* [TEXT TO READ]

□ □ □ □ □ □ □

Predicting Keystrokes from Electromyography Signals

Abby Seseri
Department of Computer Science
University of California, Los Angeles
abbyseseri@ucla.edu

Abstract

In this project, I attempted to improve a model that predicts keystrokes from surface electromyography (sEMG) signals using deep learning architectures. The baseline model, which utilized a Time-Depth Separable Convolutional (TDSConv) encoder, was altered to include recurrent architectures such as LSTMs, GRUs, and hybrid CNN-RNN models. I evaluated the performance of these architectures on the emg2qwerty dataset by reducing the Character Error Rate (CER) for a single subject. My experiment included changing model architectures, hyperparameters, and the number of electrode channels. The results suggested that the TDSLSTMEncoderModified architecture, with a hidden size of 512 and dropout of 0.2, achieved the best performance, significantly outperforming the baseline and other architectures. This project offers insights into the effectiveness of different architectures for sequential data and potential directions for further work.

□ □ □ □ □ □ □

Records from a point-labeling set
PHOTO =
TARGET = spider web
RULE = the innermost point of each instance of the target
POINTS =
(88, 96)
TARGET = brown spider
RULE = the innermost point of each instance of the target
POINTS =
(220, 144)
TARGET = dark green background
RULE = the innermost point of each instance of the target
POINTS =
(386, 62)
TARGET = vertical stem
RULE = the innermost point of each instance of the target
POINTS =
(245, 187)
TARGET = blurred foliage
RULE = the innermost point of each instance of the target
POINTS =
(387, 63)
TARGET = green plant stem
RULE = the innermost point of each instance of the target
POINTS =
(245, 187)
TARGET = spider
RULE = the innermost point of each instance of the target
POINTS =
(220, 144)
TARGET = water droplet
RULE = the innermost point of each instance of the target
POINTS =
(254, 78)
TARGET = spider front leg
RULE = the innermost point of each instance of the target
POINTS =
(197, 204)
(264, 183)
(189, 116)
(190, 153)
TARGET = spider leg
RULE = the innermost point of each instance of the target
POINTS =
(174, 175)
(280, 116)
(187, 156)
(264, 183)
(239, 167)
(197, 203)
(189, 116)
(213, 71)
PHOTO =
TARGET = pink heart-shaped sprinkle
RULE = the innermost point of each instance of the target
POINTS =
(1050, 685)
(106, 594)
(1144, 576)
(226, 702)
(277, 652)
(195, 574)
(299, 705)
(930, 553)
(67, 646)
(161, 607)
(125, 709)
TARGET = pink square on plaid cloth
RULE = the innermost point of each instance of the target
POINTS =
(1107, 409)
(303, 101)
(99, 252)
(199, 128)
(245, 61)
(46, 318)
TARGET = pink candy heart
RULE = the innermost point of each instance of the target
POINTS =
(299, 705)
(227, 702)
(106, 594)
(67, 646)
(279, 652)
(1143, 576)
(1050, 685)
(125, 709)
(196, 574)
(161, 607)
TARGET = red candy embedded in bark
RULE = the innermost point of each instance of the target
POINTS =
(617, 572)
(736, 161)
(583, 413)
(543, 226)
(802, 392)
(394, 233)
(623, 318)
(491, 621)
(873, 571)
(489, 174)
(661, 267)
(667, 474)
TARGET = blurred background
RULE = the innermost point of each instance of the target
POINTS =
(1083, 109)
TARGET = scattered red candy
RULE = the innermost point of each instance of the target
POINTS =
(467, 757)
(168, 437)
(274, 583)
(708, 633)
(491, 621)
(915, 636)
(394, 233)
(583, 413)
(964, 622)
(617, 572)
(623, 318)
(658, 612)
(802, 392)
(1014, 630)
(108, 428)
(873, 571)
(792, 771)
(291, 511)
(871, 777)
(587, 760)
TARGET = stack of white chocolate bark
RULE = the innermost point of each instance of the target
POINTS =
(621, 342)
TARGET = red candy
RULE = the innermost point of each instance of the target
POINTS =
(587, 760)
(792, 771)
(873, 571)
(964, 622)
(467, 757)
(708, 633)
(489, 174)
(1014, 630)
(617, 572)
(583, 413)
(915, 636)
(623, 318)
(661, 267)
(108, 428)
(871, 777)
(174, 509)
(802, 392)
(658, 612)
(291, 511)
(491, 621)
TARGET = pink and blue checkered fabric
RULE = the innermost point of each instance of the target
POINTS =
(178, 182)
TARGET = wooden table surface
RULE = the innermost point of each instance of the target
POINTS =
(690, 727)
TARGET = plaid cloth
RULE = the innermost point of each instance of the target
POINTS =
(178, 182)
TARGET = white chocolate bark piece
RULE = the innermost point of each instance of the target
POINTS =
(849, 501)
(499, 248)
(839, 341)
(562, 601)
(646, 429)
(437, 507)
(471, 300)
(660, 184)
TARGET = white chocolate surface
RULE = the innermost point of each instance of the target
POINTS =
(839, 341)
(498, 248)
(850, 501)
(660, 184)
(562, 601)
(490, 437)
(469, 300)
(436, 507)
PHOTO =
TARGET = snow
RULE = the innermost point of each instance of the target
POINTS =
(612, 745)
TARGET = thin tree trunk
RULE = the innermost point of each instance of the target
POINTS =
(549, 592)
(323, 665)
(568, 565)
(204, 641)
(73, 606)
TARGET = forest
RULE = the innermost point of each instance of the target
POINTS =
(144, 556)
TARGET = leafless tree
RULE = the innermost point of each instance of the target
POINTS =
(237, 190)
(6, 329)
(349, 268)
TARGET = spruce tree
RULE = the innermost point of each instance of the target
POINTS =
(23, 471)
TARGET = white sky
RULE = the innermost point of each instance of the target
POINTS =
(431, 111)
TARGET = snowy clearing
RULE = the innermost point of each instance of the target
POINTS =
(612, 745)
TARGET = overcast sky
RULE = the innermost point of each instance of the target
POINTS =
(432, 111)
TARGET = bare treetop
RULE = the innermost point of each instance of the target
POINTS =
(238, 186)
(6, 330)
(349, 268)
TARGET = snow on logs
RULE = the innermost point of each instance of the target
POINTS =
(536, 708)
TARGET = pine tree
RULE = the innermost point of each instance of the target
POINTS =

□ □ □ □ □ □ □

* [WHAT THIS EXERCISE ASKS]
1. Turn the rows, starting with the first row and going on through the line that contains "(1083, 109)", into a numbered list with blank lines left out.
2. Please go on with the paper on predicting keystrokes from electromyography signals from the point where it stops.
The paper abstract and the rows are unrelated to each other.

* [RESPONSES TO THE EXERCISE]
1.
1. PHOTO =
2. TARGET = spider web
3. RULE = the innermost point of each instance of the target
4. POINTS =
5. (88, 96)
6. TARGET = brown spider
7. RULE = the innermost point of each instance of the target
8. POINTS =
9. (220, 144)
10. TARGET = dark green background
11. RULE = the innermost point of each instance of the target
12. POINTS =
13. (386, 62)
14. TARGET = vertical stem
15. RULE = the innermost point of each instance of the target
16. POINTS =
17. (245, 187)
18. TARGET = blurred foliage
19. RULE = the innermost point of each instance of the target
20. POINTS =
21. (387, 63)
22. TARGET = green plant stem
23. RULE = the innermost point of each instance of the target
24. POINTS =
25. (245, 187)
26. TARGET = spider
27. RULE = the innermost point of each instance of the target
28. POINTS =
29. (220, 144)
30. TARGET = water droplet
31. RULE = the innermost point of each instance of the target
32. POINTS =
33. (254, 78)
34. TARGET = spider front leg
35. RULE = the innermost point of each instance of the target
36. POINTS =
37. (197, 204)
38. (264, 183)
39. (189, 116)
40. (190, 153)
41. TARGET = spider leg
42. RULE = the innermost point of each instance of the target
43. POINTS =
44. (174, 175)
45. (280, 116)
46. (187, 156)
47. (264, 183)
48. (239, 167)
49. (197, 203)
50. (189, 116)
51. (213, 71)
52. PHOTO =
53. TARGET = pink heart-shaped sprinkle
54. RULE = the innermost point of each instance of the target
55. POINTS =
56. (1050, 685)
57. (106, 594)
58. (1144, 576)
59. (226, 702)
60. (277, 652)
61. (195, 574)
62. (299, 705)
63. (930, 553)
64. (67, 646)
65. (161, 607)
66. (125, 709)
67. TARGET = pink square on plaid cloth
68. RULE = the innermost point of each instance of the target
69. POINTS =
70. (1107, 409)
71. (303, 101)
72. (99, 252)
73. (199, 128)
74. (245, 61)
75. (46, 318)
76. TARGET = pink candy heart
77. RULE = the innermost point of each instance of the target
78. POINTS =
79. (299, 705)
80. (227, 702)
81. (106, 594)
82. (67, 646)
83. (279, 652)
84. (1143, 576)
85. (1050, 685)
86. (125, 709)
87. (196, 574)
88. (161, 607)
89. TARGET = red candy embedded in bark
90. RULE = the innermost point of each instance of the target
91. POINTS =
92. (617, 572)
93. (736, 161)
94. (583, 413)
95. (543, 226)
96. (802, 392)
97. (394, 233)
98. (623, 318)
99. (491, 621)
100. (873, 571)
101. (489, 174)
102. (661, 267)
103. (667, 474)
104. TARGET = blurred background
105. RULE = the innermost point of each instance of the target
106. POINTS =
107. (1083, 109)

2.
1. Introduction

The emg2qwerty dataset allows the decoding of sEMG signals into keystrokes to be studied. The applications of this can greatly benefit a disabled person, allowing the participant to communicate or move using a neural interface. While the baseline TDSConv model has decent performance, I attempted to use recurrent architectures that are better suited for sequential data to improve the accuracy further.

This project tests the effectiveness of LSTM, GRU, and hybrid CNN-RNN architectures in decreasing the CER. Additionally, I experimented with the impact of different architectural changes, such as dropout and layer normalization. My goal is to design deep learning models for sEMG signal decoding that balance performance and computational efficiency. I focused on minimizing CER in a single subject because a personalized model can help reach a higher accuracy for that subject.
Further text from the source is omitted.